Return, character for character, the lines from the one bearing "form [88, 915]." through the end of the material. Omit everything before that line.
· · · · ·
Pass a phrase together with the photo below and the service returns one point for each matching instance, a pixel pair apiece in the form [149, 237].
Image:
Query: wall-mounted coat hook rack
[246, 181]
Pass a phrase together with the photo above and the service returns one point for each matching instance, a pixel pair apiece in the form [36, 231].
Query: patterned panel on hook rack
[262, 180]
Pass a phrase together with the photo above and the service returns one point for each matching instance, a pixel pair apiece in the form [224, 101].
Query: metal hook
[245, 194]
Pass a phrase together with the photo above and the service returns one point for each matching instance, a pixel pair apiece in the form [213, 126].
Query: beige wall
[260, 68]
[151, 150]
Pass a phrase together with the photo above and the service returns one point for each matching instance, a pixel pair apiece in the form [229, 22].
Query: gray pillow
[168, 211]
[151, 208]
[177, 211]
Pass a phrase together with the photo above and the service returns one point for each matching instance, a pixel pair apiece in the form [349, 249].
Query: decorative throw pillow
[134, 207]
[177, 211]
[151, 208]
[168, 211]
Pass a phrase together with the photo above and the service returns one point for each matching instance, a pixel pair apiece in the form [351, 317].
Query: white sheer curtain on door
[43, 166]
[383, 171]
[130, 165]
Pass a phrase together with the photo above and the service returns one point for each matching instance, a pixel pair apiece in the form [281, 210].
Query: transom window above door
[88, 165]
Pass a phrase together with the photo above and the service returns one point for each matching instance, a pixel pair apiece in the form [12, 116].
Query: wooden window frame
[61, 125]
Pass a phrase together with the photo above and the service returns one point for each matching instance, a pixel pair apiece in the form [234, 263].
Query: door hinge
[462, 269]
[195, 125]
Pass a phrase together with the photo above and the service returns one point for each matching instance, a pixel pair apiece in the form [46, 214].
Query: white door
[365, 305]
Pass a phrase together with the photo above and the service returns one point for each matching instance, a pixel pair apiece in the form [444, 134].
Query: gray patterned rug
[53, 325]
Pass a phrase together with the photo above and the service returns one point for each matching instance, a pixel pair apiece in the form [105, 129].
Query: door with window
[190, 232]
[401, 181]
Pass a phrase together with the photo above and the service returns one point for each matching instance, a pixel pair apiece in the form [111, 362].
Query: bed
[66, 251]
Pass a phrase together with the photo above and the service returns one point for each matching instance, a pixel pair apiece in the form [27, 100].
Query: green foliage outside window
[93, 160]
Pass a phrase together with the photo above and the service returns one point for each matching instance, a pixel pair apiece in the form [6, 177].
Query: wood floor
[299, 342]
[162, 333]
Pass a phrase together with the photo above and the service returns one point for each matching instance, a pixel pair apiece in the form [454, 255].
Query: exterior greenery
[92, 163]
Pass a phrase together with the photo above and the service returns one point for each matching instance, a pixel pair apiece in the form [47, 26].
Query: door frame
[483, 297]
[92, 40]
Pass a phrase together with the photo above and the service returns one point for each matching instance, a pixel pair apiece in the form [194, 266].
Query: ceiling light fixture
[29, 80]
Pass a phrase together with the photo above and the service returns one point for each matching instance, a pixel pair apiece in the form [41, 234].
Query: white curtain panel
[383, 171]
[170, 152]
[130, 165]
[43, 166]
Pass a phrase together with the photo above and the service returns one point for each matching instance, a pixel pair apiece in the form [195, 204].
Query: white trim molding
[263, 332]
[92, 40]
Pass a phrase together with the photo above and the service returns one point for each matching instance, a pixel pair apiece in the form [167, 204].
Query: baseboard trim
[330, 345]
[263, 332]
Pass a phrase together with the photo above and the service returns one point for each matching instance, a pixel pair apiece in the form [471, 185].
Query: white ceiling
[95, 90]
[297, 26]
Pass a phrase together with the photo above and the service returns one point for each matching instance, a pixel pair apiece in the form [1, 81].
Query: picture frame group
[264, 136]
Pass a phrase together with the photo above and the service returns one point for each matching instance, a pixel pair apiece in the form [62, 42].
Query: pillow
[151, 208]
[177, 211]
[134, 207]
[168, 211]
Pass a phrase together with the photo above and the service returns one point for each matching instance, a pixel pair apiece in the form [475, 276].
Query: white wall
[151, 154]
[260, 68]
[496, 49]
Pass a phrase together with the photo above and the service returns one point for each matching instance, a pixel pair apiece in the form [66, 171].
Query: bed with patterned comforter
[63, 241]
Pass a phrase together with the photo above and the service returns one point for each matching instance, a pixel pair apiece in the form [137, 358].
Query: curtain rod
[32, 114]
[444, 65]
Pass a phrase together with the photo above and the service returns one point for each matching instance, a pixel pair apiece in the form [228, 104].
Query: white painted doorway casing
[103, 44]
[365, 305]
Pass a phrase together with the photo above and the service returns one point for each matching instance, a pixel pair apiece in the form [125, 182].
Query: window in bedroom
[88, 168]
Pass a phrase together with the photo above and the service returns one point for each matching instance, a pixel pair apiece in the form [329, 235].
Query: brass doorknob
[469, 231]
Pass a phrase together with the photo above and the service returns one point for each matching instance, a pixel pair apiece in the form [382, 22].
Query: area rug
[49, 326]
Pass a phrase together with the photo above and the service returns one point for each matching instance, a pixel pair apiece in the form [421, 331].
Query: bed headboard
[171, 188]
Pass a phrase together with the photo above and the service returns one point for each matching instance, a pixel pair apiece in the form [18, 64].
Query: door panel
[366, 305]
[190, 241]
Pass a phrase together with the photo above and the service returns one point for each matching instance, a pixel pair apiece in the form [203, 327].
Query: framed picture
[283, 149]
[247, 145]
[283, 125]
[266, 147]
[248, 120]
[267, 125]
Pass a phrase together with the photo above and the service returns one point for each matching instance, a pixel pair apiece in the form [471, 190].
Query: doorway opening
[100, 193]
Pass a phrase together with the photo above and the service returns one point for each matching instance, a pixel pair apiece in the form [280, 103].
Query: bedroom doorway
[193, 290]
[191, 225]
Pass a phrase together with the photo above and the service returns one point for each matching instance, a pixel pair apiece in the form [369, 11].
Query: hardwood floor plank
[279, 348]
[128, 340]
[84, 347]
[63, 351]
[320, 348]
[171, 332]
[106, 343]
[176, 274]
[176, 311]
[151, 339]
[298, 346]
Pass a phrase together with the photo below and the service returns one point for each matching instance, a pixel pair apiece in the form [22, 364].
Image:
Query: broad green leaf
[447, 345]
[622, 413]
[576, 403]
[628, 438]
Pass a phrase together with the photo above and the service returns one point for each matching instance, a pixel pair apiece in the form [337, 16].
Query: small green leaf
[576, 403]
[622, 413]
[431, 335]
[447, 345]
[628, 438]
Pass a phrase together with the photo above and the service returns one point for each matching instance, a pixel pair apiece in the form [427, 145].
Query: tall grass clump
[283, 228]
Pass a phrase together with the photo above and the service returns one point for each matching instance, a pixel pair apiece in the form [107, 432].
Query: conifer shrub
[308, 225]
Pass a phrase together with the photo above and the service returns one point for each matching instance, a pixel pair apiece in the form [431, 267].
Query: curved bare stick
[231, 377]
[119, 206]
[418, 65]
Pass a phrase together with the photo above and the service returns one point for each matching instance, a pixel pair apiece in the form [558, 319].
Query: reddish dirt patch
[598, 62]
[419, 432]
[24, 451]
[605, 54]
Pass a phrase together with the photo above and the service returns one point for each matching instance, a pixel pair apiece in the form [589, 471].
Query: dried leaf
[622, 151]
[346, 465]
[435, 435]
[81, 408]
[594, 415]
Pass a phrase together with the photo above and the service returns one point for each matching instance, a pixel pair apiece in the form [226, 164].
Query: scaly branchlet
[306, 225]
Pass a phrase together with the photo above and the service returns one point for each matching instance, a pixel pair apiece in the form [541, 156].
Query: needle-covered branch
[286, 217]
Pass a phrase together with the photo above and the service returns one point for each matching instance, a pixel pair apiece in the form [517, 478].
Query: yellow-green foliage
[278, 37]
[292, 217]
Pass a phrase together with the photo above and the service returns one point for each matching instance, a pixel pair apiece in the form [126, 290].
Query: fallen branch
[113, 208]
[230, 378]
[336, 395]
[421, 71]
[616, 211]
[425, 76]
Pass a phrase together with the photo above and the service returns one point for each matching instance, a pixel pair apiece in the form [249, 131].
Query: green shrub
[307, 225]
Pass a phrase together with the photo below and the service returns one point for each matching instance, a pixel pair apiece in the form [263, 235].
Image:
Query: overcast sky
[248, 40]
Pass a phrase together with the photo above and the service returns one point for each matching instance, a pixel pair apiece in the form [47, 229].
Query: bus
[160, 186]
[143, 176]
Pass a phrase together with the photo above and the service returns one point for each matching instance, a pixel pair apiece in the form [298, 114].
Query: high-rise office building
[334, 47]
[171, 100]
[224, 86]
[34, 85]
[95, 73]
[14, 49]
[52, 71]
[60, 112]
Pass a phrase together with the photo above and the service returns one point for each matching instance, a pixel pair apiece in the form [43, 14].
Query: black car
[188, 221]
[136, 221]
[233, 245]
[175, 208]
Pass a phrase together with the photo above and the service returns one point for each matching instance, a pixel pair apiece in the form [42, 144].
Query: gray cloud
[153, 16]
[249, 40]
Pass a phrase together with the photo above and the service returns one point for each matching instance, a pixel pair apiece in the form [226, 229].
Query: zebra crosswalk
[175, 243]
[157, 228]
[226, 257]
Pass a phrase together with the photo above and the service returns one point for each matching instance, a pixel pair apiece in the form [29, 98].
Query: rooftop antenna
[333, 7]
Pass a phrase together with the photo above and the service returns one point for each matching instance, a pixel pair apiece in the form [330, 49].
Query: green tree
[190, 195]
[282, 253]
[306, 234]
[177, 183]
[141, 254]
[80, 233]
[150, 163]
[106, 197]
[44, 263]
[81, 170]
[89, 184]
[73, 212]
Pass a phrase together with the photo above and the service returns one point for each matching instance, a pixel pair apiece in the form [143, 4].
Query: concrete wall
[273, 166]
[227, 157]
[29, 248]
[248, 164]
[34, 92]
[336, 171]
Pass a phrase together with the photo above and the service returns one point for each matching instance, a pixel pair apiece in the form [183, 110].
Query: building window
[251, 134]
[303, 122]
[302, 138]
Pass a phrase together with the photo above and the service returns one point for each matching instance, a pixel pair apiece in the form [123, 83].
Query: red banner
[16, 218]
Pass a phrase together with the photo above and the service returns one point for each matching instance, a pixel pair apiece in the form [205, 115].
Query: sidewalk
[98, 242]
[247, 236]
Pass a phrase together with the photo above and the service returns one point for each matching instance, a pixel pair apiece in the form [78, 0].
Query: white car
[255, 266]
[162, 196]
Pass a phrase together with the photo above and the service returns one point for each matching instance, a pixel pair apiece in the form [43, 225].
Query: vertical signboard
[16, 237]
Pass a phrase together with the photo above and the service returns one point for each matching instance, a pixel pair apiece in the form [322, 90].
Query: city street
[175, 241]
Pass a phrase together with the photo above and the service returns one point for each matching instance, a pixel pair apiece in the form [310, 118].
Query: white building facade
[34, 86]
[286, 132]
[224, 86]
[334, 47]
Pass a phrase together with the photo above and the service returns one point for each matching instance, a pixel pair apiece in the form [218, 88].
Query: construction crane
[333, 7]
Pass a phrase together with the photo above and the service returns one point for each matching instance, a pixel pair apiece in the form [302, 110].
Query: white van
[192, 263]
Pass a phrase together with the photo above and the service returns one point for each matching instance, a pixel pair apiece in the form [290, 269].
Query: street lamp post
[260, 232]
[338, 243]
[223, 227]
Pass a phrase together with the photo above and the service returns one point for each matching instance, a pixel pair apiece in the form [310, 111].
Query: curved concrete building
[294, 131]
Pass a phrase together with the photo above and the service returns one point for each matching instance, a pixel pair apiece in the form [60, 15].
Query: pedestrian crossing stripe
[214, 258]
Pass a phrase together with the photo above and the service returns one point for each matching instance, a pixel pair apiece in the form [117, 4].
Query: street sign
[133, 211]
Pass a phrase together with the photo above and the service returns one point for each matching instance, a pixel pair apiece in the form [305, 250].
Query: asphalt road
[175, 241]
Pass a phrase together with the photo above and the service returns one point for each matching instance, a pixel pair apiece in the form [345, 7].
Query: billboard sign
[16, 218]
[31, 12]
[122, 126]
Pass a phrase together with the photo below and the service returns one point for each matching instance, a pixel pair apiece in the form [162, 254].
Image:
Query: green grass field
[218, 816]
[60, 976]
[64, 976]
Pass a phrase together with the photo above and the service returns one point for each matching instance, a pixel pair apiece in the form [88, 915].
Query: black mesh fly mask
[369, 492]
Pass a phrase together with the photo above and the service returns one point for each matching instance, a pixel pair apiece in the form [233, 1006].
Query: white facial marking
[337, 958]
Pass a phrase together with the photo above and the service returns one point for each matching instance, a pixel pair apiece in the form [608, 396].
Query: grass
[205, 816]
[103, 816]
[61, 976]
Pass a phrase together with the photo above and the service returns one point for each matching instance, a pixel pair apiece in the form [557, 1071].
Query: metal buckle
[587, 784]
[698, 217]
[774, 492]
· · · · ·
> **ANSWER TO THE TASK**:
Pass a phrase together with the photo above and the service returns one point for each matching instance, a pixel pair apiece in the form [88, 915].
Query: black mesh fly mask
[369, 492]
Pass a phrase together with the photo above and the service returns one point for each matching instance, a pixel pair apiece in the form [233, 1006].
Query: white facial marking
[337, 958]
Pass a phrase together with the photo above and the service returns one point for each matching instance, a pixel pair apiece in the form [608, 396].
Query: grass
[205, 816]
[103, 816]
[61, 976]
Pass a phrase together with the photo above and the service returns one point for each matching instance, a pixel pair apiece in the form [557, 1071].
Query: metal buckle
[587, 784]
[698, 217]
[774, 492]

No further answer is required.